+++ Records supplied +++
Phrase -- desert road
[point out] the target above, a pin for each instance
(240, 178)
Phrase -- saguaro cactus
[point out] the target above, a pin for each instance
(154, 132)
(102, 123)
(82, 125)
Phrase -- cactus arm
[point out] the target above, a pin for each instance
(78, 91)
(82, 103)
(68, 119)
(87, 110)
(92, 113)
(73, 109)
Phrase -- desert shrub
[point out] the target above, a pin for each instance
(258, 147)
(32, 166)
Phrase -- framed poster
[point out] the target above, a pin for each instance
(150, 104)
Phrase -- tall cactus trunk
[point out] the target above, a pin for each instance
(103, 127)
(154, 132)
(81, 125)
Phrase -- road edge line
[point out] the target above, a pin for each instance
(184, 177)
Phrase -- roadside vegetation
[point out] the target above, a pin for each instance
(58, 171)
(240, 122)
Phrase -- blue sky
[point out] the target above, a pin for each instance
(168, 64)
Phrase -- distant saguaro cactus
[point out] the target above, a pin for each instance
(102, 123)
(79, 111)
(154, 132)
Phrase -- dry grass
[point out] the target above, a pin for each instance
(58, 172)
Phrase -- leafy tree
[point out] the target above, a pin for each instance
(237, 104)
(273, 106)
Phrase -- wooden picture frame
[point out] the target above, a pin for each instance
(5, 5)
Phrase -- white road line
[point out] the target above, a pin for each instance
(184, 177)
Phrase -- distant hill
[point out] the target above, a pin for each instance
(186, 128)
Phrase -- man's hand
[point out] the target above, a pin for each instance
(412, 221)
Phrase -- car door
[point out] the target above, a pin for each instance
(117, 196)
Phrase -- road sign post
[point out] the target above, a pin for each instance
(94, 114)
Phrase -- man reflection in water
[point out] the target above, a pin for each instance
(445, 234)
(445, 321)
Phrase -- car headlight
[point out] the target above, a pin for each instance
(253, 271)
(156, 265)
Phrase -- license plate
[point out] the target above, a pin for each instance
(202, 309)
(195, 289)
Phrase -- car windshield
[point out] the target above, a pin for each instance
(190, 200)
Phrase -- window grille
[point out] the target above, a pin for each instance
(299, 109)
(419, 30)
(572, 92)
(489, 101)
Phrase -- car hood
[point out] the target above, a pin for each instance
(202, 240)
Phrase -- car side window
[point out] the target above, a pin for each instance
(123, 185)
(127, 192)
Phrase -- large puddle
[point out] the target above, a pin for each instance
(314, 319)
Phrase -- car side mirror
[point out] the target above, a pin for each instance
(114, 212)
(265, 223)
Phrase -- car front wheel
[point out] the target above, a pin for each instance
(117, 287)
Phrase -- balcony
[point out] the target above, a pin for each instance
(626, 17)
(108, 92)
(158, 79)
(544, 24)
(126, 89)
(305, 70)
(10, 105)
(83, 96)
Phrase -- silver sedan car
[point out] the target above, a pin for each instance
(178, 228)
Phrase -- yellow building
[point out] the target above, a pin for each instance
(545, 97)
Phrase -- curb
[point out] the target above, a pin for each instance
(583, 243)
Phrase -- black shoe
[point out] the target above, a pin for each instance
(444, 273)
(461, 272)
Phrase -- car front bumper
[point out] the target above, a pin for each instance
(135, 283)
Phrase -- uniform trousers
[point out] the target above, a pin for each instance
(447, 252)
+++
## Instructions to follow
Repeat each line of the data above, exactly as it appears, from the first through the line that contains "Phrase -- desert shrub".

## Output
Phrase -- desert road
[point out] the target above, a pin for each instance
(240, 178)
Phrase -- saguaro cactus
[point out] the target above, a pin for each instance
(154, 132)
(102, 123)
(82, 125)
Phrase -- cactus arm
[point out] the target above, a pin for each instance
(78, 91)
(82, 103)
(68, 119)
(87, 110)
(92, 113)
(73, 109)
Phrase -- desert shrub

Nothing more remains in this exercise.